- _Stated exercise 1_
Transcribe the stretch of the passage on Greek austerity and media freedom from "This is on top" through "is falling sharply.", keeping the wording unchanged.

- _Selected excerpt_
***

Two dates later saw a general strike, with Athens being brought to a standstill. This is because the very latest austerity measures impose more cuts in pensions, raise the number of civil servants to be suspended, pending likely redundancy, to 30,000 and lowers the threshold at which people start paying income tax by a third to €100 a week. A new property tax on every homeowner will be collected through electricity bills with the unemployed, the disabled and pensioners paying the same rate as the wealthy. Non payment will result in electricity being cut off.

This is on top of earlier drastic budget cutbacks, lower wages, new taxes and a rapid programme of privatisations worth €50 billion: and there will be more to come if the IMF/European Union/European Central Bank gang is not satisfied with the pain inflicted. Unemployment has doubled since 2008 – to a fifth – over a million people out of work, while 150,000 public jobs will be cut over the next two years. Inflationary is rising and, as in the UK, demand is falling sharply.

Also received this week was a report from con the outlook for Greek media following a five-day country mission to the country. It makes grim reading.

‘(RSF/IFEX) – 16 September 2011 – Reporters Without Borders visited Athens from 27 July to 3 August to investigate the recent decline in media freedom in Greece, a country that continues to worry its European partners. Greece has fallen three years in a row in the Reporters Without Borders press freedom index, from 31st in 2008 to 70th in 2010, level with its neighbour Bulgaria. The fall has been due to practices that are both surprising and unacceptable for a European Union member.

The economic and financial crisis has contributed to this decline and has above all highlighted the weaknesses of Greece’s media and its almost mafia-like practices. Owned by a few big businessmen and shipping magnates, most of the media companies are nowadays threatened with collapse, which would set off a wave of dismissals in a profession already suffering from poor pay and conditions.

The blogosphere offers a freer space for expression and a temporary antidote to the self-censorship that is becoming more and more widespread in the traditional media. But the internet does not offer an economically viable alternative that could help reverse the disastrous practices that have taken hold in the past two decades.

***

Excerpts from point annotation data
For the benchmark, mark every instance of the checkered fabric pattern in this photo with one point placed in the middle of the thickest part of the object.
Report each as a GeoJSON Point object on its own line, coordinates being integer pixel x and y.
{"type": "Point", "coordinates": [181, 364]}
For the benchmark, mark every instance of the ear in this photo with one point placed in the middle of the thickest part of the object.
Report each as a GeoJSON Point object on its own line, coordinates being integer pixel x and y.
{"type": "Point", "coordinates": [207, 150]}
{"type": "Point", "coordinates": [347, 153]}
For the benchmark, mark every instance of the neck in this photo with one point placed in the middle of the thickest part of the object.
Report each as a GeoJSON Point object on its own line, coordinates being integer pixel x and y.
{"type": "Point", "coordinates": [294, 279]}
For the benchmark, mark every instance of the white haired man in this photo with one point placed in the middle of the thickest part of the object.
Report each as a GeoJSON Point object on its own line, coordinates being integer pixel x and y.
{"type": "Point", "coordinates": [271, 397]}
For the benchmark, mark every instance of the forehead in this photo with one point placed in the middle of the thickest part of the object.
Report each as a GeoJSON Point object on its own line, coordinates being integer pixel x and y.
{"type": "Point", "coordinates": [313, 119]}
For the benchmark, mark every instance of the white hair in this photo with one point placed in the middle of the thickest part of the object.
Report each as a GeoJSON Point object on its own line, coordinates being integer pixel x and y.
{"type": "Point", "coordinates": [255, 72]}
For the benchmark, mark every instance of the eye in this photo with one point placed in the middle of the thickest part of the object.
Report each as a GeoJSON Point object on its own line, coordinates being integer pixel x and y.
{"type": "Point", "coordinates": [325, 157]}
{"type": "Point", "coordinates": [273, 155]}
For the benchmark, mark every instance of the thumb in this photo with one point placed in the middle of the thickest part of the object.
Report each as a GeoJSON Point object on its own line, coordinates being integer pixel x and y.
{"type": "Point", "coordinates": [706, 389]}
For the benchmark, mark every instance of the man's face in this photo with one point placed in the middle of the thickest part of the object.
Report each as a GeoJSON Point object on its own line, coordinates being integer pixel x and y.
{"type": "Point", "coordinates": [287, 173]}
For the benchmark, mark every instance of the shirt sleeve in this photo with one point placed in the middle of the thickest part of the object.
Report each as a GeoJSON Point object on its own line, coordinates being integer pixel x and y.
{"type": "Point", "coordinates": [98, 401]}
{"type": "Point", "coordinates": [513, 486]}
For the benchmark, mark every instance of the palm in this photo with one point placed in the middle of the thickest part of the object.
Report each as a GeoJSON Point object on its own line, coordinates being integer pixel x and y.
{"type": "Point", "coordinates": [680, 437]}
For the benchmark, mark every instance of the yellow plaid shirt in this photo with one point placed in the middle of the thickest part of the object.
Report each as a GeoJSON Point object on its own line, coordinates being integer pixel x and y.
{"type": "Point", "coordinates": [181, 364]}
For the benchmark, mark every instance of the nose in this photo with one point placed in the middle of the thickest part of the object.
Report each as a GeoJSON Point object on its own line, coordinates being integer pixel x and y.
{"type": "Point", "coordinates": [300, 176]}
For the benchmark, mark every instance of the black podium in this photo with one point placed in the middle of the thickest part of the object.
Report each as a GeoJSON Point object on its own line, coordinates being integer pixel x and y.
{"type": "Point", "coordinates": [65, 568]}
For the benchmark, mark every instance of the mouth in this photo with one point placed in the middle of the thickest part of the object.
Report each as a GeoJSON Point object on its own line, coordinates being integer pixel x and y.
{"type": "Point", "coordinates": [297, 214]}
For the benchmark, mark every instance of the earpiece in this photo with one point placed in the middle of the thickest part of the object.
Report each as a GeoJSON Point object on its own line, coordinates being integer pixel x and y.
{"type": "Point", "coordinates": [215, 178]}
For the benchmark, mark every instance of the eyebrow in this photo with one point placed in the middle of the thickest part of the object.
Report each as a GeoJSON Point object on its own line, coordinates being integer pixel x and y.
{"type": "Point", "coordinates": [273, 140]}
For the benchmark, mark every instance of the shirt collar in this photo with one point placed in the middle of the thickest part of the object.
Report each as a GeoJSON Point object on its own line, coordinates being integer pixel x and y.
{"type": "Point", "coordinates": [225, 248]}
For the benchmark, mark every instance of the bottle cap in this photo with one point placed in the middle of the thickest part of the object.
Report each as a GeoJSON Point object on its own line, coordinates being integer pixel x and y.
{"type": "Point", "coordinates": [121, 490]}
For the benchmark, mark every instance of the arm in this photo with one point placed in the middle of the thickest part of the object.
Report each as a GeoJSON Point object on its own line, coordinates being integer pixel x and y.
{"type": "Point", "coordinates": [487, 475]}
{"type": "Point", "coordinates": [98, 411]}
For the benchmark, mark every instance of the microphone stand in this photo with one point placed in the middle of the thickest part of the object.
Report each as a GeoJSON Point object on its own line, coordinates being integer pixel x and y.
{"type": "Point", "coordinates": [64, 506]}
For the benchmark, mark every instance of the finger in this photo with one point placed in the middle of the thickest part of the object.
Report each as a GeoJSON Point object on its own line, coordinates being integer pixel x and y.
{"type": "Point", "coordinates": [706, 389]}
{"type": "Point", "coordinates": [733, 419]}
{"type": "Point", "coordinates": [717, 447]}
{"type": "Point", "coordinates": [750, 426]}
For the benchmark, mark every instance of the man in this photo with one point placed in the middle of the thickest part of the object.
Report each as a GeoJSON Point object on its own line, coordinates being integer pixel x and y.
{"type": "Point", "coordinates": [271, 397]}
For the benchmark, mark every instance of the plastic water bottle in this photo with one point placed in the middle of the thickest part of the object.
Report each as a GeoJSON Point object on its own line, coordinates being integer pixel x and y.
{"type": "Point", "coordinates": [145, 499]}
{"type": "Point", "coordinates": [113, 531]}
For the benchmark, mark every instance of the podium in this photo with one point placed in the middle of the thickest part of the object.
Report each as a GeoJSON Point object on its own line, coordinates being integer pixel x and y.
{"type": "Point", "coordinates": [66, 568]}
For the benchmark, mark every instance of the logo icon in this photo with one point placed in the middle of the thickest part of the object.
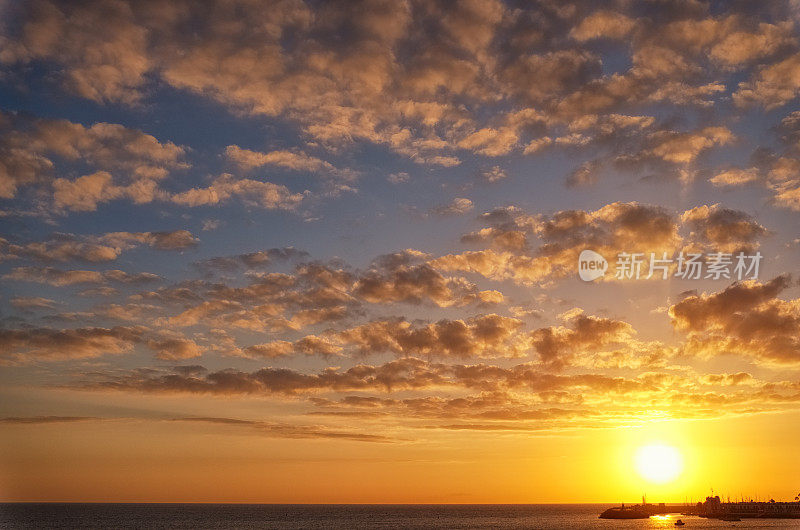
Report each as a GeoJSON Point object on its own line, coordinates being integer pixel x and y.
{"type": "Point", "coordinates": [591, 265]}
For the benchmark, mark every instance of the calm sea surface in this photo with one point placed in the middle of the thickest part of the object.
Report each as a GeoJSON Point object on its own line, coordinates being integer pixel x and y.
{"type": "Point", "coordinates": [124, 516]}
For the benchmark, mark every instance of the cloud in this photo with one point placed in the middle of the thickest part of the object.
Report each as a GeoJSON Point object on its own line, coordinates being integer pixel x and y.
{"type": "Point", "coordinates": [53, 344]}
{"type": "Point", "coordinates": [43, 420]}
{"type": "Point", "coordinates": [457, 206]}
{"type": "Point", "coordinates": [60, 278]}
{"type": "Point", "coordinates": [614, 228]}
{"type": "Point", "coordinates": [251, 260]}
{"type": "Point", "coordinates": [745, 319]}
{"type": "Point", "coordinates": [296, 161]}
{"type": "Point", "coordinates": [774, 85]}
{"type": "Point", "coordinates": [486, 336]}
{"type": "Point", "coordinates": [400, 277]}
{"type": "Point", "coordinates": [95, 248]}
{"type": "Point", "coordinates": [684, 148]}
{"type": "Point", "coordinates": [250, 192]}
{"type": "Point", "coordinates": [721, 229]}
{"type": "Point", "coordinates": [494, 174]}
{"type": "Point", "coordinates": [290, 430]}
{"type": "Point", "coordinates": [603, 24]}
{"type": "Point", "coordinates": [28, 302]}
{"type": "Point", "coordinates": [174, 348]}
{"type": "Point", "coordinates": [557, 345]}
{"type": "Point", "coordinates": [735, 177]}
{"type": "Point", "coordinates": [129, 162]}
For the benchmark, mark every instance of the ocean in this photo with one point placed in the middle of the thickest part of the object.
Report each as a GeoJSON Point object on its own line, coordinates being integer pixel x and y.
{"type": "Point", "coordinates": [327, 516]}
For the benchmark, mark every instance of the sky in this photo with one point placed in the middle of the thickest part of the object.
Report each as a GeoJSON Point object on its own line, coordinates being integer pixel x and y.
{"type": "Point", "coordinates": [329, 252]}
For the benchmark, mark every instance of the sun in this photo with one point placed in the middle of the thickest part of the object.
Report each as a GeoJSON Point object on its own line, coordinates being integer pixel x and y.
{"type": "Point", "coordinates": [659, 463]}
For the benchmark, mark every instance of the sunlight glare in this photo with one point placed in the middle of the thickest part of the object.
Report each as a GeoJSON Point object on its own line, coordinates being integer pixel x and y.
{"type": "Point", "coordinates": [659, 463]}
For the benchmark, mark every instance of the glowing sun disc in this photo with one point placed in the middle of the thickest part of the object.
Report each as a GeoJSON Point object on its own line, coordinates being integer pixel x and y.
{"type": "Point", "coordinates": [658, 463]}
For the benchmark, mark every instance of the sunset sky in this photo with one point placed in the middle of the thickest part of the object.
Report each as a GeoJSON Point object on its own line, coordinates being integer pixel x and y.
{"type": "Point", "coordinates": [328, 252]}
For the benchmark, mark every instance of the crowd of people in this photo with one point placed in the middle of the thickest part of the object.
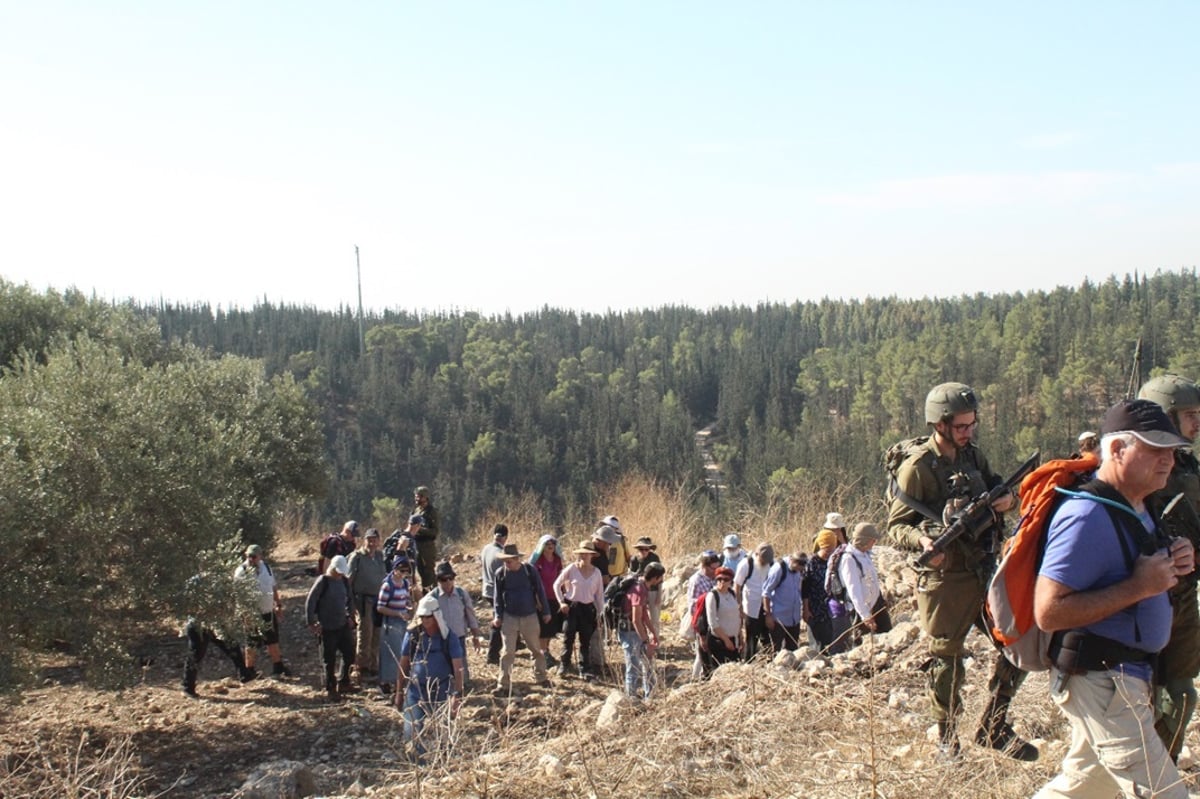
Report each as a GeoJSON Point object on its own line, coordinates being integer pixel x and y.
{"type": "Point", "coordinates": [1123, 618]}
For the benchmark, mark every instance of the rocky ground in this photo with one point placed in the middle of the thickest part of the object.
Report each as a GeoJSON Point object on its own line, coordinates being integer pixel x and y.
{"type": "Point", "coordinates": [851, 726]}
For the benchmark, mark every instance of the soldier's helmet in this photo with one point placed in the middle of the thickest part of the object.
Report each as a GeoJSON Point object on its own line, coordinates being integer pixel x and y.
{"type": "Point", "coordinates": [1171, 392]}
{"type": "Point", "coordinates": [945, 401]}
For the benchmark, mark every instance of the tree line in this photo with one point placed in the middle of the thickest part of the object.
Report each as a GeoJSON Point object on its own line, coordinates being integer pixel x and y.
{"type": "Point", "coordinates": [556, 402]}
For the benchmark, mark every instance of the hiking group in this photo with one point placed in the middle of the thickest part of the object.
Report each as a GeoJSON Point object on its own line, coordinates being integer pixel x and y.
{"type": "Point", "coordinates": [1096, 584]}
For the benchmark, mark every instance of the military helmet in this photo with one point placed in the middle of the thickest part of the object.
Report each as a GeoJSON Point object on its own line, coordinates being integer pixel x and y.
{"type": "Point", "coordinates": [948, 400]}
{"type": "Point", "coordinates": [1171, 391]}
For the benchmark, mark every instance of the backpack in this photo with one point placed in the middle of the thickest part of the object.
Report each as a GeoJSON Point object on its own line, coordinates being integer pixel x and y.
{"type": "Point", "coordinates": [1009, 606]}
{"type": "Point", "coordinates": [615, 616]}
{"type": "Point", "coordinates": [700, 612]}
{"type": "Point", "coordinates": [834, 588]}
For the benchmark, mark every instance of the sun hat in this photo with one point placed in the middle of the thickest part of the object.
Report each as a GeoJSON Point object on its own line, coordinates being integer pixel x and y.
{"type": "Point", "coordinates": [1145, 420]}
{"type": "Point", "coordinates": [835, 522]}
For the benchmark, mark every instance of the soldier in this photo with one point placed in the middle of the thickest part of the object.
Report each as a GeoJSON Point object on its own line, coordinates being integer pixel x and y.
{"type": "Point", "coordinates": [426, 538]}
{"type": "Point", "coordinates": [951, 592]}
{"type": "Point", "coordinates": [1180, 661]}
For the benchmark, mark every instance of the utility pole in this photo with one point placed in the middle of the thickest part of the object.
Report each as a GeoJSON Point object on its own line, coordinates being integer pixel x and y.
{"type": "Point", "coordinates": [363, 338]}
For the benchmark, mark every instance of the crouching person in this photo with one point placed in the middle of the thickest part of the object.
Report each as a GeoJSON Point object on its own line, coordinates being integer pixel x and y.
{"type": "Point", "coordinates": [431, 666]}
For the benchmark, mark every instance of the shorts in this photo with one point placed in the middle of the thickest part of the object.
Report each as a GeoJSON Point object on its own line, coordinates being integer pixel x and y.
{"type": "Point", "coordinates": [268, 632]}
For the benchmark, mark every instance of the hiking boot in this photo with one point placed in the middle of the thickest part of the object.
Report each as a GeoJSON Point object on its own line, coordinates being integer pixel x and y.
{"type": "Point", "coordinates": [1005, 740]}
{"type": "Point", "coordinates": [948, 750]}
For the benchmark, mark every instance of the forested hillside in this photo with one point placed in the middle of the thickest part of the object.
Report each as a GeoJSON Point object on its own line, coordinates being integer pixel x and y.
{"type": "Point", "coordinates": [556, 403]}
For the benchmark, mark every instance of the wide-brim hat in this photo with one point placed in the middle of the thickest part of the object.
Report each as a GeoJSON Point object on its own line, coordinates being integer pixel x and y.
{"type": "Point", "coordinates": [429, 606]}
{"type": "Point", "coordinates": [606, 534]}
{"type": "Point", "coordinates": [1144, 419]}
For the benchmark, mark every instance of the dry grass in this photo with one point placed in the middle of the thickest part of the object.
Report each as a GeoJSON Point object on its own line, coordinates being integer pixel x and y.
{"type": "Point", "coordinates": [73, 769]}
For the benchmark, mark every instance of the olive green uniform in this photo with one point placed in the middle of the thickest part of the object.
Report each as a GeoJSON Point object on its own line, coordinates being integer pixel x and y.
{"type": "Point", "coordinates": [427, 546]}
{"type": "Point", "coordinates": [1180, 661]}
{"type": "Point", "coordinates": [951, 598]}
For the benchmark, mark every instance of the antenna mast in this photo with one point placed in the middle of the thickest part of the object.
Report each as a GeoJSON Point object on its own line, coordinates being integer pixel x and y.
{"type": "Point", "coordinates": [363, 340]}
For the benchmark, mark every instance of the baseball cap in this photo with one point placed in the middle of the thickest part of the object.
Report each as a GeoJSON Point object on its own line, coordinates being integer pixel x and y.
{"type": "Point", "coordinates": [1145, 420]}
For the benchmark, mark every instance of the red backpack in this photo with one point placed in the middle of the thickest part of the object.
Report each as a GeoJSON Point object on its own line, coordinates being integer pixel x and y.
{"type": "Point", "coordinates": [1011, 593]}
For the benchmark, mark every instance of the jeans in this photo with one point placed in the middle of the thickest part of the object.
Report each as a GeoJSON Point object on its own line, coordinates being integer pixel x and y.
{"type": "Point", "coordinates": [637, 667]}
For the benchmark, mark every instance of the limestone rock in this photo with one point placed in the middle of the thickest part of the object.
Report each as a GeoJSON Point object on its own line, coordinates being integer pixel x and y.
{"type": "Point", "coordinates": [280, 780]}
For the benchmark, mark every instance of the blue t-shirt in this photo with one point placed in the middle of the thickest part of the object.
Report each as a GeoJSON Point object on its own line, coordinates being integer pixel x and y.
{"type": "Point", "coordinates": [431, 672]}
{"type": "Point", "coordinates": [1083, 552]}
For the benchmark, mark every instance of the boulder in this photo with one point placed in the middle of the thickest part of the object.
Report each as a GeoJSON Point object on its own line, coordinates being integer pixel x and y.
{"type": "Point", "coordinates": [280, 780]}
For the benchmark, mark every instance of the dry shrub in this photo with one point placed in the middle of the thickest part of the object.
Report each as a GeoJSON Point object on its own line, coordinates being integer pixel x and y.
{"type": "Point", "coordinates": [70, 769]}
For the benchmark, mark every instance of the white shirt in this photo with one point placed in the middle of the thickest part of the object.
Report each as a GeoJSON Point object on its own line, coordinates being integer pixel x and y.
{"type": "Point", "coordinates": [862, 581]}
{"type": "Point", "coordinates": [265, 584]}
{"type": "Point", "coordinates": [750, 584]}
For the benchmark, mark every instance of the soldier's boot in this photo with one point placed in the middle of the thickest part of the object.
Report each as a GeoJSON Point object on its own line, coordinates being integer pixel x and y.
{"type": "Point", "coordinates": [948, 750]}
{"type": "Point", "coordinates": [996, 733]}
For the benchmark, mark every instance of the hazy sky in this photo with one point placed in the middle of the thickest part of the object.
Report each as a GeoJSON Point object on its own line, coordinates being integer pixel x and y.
{"type": "Point", "coordinates": [508, 155]}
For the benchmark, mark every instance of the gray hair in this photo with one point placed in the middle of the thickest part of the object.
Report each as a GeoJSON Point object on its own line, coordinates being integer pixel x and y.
{"type": "Point", "coordinates": [1126, 439]}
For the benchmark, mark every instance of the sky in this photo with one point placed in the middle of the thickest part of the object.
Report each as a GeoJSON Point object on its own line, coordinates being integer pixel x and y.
{"type": "Point", "coordinates": [595, 156]}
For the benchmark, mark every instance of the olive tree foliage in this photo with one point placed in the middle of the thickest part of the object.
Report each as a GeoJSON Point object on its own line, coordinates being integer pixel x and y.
{"type": "Point", "coordinates": [121, 478]}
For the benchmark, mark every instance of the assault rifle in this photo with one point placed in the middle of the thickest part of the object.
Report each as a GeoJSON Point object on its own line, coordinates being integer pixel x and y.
{"type": "Point", "coordinates": [978, 515]}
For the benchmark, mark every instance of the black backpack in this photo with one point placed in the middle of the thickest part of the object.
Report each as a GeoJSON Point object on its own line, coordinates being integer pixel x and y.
{"type": "Point", "coordinates": [615, 602]}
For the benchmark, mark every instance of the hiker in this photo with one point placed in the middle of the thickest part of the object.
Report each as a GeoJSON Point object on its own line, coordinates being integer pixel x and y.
{"type": "Point", "coordinates": [827, 635]}
{"type": "Point", "coordinates": [199, 637]}
{"type": "Point", "coordinates": [549, 565]}
{"type": "Point", "coordinates": [395, 604]}
{"type": "Point", "coordinates": [862, 581]}
{"type": "Point", "coordinates": [426, 536]}
{"type": "Point", "coordinates": [699, 584]}
{"type": "Point", "coordinates": [457, 612]}
{"type": "Point", "coordinates": [521, 608]}
{"type": "Point", "coordinates": [724, 619]}
{"type": "Point", "coordinates": [951, 590]}
{"type": "Point", "coordinates": [637, 638]}
{"type": "Point", "coordinates": [402, 541]}
{"type": "Point", "coordinates": [367, 572]}
{"type": "Point", "coordinates": [329, 611]}
{"type": "Point", "coordinates": [1180, 660]}
{"type": "Point", "coordinates": [837, 524]}
{"type": "Point", "coordinates": [431, 668]}
{"type": "Point", "coordinates": [749, 578]}
{"type": "Point", "coordinates": [580, 595]}
{"type": "Point", "coordinates": [337, 544]}
{"type": "Point", "coordinates": [732, 554]}
{"type": "Point", "coordinates": [490, 558]}
{"type": "Point", "coordinates": [645, 547]}
{"type": "Point", "coordinates": [618, 550]}
{"type": "Point", "coordinates": [1103, 592]}
{"type": "Point", "coordinates": [270, 608]}
{"type": "Point", "coordinates": [783, 604]}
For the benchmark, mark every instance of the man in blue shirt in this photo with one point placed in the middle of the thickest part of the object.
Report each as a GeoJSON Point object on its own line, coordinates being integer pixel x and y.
{"type": "Point", "coordinates": [520, 602]}
{"type": "Point", "coordinates": [1102, 590]}
{"type": "Point", "coordinates": [432, 666]}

***

- _Stated exercise 2_
Show every line of the records that contains the string "black".

- _Correct response 1_
This is on top of earlier drastic budget cutbacks, lower wages, new taxes and a rapid programme of privatisations worth €50 billion: and there will be more to come if the IMF/European Union/European Central Bank gang is not satisfied with the pain inflicted. Unemployment has doubled since 2008 – to a fifth – over a million people out of work, while 150,000 public jobs will be cut over the next two years. Inflationary is rising and, as in the UK, demand is falling sharply.

- _Correct response 2_
For the benchmark, mark every instance of the black podium in this photo with one point placed in the middle of the thickest part of the object.
For the benchmark, mark every instance of the black backpack in this photo with one point placed in the middle of the thickest part of the object.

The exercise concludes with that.